[[ MATERIAL SUPPLIED open ]]

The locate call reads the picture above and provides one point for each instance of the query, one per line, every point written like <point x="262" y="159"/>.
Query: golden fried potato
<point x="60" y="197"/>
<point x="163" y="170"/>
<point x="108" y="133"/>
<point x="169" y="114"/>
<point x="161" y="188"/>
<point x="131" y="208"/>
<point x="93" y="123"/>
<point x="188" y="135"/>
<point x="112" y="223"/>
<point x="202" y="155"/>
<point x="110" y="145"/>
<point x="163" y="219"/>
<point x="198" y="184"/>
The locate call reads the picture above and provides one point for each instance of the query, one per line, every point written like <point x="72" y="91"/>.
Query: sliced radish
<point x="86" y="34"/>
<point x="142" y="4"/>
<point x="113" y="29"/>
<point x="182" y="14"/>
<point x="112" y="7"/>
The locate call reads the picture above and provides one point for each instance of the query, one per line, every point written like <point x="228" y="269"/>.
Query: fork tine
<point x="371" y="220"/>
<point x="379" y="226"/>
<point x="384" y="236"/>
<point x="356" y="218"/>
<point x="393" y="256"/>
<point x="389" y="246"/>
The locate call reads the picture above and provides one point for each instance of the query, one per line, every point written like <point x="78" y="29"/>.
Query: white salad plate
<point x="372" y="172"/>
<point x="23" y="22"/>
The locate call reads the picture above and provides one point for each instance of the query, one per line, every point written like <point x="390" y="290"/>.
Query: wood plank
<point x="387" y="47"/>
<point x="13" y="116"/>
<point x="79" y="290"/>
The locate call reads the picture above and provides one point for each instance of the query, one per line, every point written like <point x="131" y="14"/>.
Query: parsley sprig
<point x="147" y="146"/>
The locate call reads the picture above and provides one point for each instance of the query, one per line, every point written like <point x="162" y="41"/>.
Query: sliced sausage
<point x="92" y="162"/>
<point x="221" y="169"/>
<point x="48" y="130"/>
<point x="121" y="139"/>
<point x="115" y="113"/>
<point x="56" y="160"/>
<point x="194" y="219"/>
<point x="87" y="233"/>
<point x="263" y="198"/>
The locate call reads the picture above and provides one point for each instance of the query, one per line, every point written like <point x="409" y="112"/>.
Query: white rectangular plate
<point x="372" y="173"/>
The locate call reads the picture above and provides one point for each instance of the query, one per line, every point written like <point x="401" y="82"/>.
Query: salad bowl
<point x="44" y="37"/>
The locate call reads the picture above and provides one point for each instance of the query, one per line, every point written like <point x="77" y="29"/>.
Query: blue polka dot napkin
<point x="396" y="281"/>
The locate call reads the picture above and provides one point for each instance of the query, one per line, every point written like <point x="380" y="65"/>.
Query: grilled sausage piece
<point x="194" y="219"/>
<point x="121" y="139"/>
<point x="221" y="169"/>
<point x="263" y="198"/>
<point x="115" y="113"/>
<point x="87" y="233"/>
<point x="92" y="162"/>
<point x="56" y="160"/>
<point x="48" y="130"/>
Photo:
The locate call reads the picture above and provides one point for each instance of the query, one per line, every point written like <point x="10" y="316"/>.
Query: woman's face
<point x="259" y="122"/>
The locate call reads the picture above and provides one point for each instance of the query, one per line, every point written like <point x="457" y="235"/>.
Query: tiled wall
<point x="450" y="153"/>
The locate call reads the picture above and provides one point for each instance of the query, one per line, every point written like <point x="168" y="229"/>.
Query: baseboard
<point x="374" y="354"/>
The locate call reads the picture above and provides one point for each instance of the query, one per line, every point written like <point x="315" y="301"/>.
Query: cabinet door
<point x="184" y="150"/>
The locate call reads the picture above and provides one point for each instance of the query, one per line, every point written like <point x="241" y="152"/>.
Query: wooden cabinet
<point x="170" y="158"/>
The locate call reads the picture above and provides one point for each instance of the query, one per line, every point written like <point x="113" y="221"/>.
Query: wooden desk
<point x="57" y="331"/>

[[ MATERIAL SUPPLIED closed ]]

-- WORK TASK --
Each line from the one containing "Query: cabinet door" to the final line of the entries above must be returned exactly, and no other line may appear.

-- EXERCISE ANSWER --
Query: cabinet door
<point x="184" y="150"/>
The locate call reads the picture above and provides one point for each instance of the query, one per line, every point written like <point x="241" y="152"/>.
Query: wooden cabinet
<point x="170" y="158"/>
The locate call reads the picture above and provides one point for each instance of the query, one per line, every point written like <point x="113" y="221"/>.
Query: wooden desk
<point x="57" y="331"/>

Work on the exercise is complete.